Todas as concepções existentes para justificar abordagens ambientais merecem respeito e consideração. Mas a visão holística e integrativa da antroposofia guarda muita analogia com a visão necessária para entender o conjunto de relações entre meios físico, biológico e antrópico que constitui a noção de meio ambiente.

A concepção de resiliência tem analogia direta com a ideia de auto-cura e auto-regeneração que guarda extrema coerência com o conceito de Tecnógeno do geólogo russo Ter Stepaniam. Tecnógeno é uma fase da vida da humanidade sobre a terra, onde a ação humana (antropogênica ou de engenharia) é hegemônica sobre as ações geológicas, químicas e biológicas.

O tecnógeno é então uma ciência voltada para o futuro, preocupada em acompanhar as mudanças ambientais e risco naturais devido à lenta ação de fatores imperceptíveis, que são gerados pela atividade tecnogênica do homem. Guarda implícito o conceito de que a resiliência dos meios naturais foi ultrapassada. Ou traduzindo, que a capacidade de auto-recuperação dos ecossistemas e dos sistemas em geral, não consegue mais agir para voltar ao estado anterior a um impacto ambiental sozinha. Precisa da ajuda do próprio homem que gerou o impacto ambiental.

Fazendo uma comparação com uma borrachinha de dinheiro usada pelos bancos, podemos entender assim: a gente espicha a borrachinha e enquanto ela não rebenta e volta ao normal quando a gente pára de espichar, a resiliência não foi ultrapassada. Quando a borrachinha rebenta, quer dizer que a resiliência ou capacidade de auto-regeneração do sistema foi ultrapassada.

----------

Instrução de trabalho A: No trecho sobre resiliência, o que significa o rompimento da borrachinha?
Instrução de trabalho B: Prossiga o trecho sobre resiliência a partir da última frase apresentada.

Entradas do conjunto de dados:
----------

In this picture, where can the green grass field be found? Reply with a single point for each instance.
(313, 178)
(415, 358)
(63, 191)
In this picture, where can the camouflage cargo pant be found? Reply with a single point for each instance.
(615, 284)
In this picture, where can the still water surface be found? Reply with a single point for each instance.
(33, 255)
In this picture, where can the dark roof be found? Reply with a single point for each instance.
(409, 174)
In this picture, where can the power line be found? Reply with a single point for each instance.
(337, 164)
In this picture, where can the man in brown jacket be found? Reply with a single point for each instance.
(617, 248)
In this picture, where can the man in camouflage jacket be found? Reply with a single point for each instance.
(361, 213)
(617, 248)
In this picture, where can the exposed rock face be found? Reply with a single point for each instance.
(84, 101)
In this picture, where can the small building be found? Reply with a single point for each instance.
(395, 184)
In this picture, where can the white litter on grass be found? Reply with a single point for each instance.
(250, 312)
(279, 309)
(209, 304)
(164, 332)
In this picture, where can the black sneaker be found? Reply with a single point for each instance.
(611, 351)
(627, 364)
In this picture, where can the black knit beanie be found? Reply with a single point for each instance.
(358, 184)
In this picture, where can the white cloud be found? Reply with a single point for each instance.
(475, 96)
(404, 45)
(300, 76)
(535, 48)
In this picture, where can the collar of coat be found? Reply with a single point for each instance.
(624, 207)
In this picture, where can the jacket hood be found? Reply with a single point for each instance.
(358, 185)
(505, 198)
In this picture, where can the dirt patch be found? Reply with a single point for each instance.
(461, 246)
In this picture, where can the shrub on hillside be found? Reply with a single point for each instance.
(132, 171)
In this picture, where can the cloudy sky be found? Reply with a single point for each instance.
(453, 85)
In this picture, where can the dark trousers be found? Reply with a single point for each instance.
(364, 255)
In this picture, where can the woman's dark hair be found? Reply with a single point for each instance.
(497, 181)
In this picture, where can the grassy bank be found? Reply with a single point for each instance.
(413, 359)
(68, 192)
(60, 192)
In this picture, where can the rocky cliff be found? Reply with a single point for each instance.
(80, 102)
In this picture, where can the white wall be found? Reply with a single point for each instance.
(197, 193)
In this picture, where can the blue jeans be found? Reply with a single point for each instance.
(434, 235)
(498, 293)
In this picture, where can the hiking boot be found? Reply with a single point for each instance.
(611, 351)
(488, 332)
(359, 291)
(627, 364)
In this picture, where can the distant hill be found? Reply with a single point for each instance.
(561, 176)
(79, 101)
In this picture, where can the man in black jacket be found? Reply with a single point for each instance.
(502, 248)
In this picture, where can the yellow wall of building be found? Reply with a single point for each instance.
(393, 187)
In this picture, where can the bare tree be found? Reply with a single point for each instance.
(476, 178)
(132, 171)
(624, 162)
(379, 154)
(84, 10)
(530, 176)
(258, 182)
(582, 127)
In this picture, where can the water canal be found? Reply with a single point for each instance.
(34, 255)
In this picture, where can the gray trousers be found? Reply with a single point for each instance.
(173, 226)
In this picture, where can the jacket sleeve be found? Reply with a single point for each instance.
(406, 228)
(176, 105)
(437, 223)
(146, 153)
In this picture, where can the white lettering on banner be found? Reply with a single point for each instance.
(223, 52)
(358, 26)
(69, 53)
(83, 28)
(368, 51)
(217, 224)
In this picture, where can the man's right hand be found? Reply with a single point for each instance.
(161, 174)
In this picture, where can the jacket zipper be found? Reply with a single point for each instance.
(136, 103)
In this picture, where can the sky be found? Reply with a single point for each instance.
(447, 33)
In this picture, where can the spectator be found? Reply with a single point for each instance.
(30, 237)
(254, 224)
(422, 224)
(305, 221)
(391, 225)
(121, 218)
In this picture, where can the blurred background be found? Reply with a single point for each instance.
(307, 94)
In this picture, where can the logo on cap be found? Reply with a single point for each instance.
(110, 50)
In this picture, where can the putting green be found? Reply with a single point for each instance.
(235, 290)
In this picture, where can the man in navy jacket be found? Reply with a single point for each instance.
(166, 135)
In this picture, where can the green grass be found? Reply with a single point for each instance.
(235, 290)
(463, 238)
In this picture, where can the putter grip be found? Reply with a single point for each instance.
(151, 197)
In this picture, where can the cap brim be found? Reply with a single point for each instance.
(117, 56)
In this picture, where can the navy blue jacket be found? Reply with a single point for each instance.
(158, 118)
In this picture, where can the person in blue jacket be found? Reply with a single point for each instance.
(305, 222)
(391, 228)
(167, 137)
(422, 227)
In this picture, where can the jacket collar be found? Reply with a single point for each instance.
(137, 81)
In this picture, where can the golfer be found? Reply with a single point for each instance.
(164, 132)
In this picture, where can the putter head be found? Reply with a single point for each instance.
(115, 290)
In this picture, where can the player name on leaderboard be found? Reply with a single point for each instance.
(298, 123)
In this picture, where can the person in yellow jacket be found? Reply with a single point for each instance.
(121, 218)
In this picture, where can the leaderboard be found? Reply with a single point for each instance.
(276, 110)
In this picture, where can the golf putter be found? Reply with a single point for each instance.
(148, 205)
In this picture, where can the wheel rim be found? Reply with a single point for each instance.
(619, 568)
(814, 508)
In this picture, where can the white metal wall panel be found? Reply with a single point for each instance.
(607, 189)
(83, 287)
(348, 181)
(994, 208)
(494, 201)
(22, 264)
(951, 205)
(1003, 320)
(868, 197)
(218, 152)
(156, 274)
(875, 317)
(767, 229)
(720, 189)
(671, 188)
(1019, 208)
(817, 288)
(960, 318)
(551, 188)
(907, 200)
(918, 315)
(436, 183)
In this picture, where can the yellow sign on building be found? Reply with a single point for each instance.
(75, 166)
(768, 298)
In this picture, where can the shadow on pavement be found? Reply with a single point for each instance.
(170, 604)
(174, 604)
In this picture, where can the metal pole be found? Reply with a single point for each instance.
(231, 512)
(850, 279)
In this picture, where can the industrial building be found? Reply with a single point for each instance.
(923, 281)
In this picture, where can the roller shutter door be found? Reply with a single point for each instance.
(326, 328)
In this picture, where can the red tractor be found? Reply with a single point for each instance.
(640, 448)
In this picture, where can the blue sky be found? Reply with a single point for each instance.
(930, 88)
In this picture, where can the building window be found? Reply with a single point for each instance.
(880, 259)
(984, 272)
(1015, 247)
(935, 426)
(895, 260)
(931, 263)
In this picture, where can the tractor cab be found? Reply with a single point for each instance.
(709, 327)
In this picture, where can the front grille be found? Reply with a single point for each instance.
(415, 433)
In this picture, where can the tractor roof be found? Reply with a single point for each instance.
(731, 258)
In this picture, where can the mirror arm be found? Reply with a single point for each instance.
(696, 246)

----------

Área de resposta A: Significa que a resiliência, ou capacidade de auto-regeneração do sistema, foi ultrapassada.

Área de resposta B:
Da mesma forma os conceitos técnicos de avaliação de impactos ambientais guarda extrema analogia com os conceitos básicos de visão holística e integrada da antroposofia.

A idéia de impacto ambiental é simples. Se por exemplo, antes da instalação de uma pedreira o nível de particulados no ar é de 1 grama por unidade volumétrica e depois da instalação da pedreira sobe para 5 gramas por unidade volumétrica, este incremento de 4 gramas por unidade volumétrica no nível de particulados no ar, constitui um impacto ambiental.

Ou seja, não podemos conceber uma pedreira apenas como fonte de obtenção de brita, temos que considerar os demais efeitos que pode produzir dentro de um contexto holístico e integrador.

Impacto este que é produzido pela ação antrópica, isto é do homem, atinge o próprio homem e altera para pior as condições de qualidade de vida das populações, caso da maioria dos impactos ambientais que são conhecidos e descritos.

Existem tres tipos de medidas para controlar os impactos ambientais: a mitigação (que é a diminuição do efeito do impacto), a atenuação (que é a diminuição do próprio impacto) e a compensação (quando não se pode evitar um impacto, como desmatamento para construir uma estrada, se cria uma área de reserva florestal para compensar aquela que será desmatada).

No caso do aumento dos particulados no ar, por causa da instalação de uma pedreira, existe uma solução simples: a instalação de filtros para evitar a disseminação dos particulados. Da mesma forma isto inclui uma visão antropocêntrica ou antroposófica, não adianta implantar a pedreira apenas para obter brita, é preciso considerar a qualidade de vida das pessoas também.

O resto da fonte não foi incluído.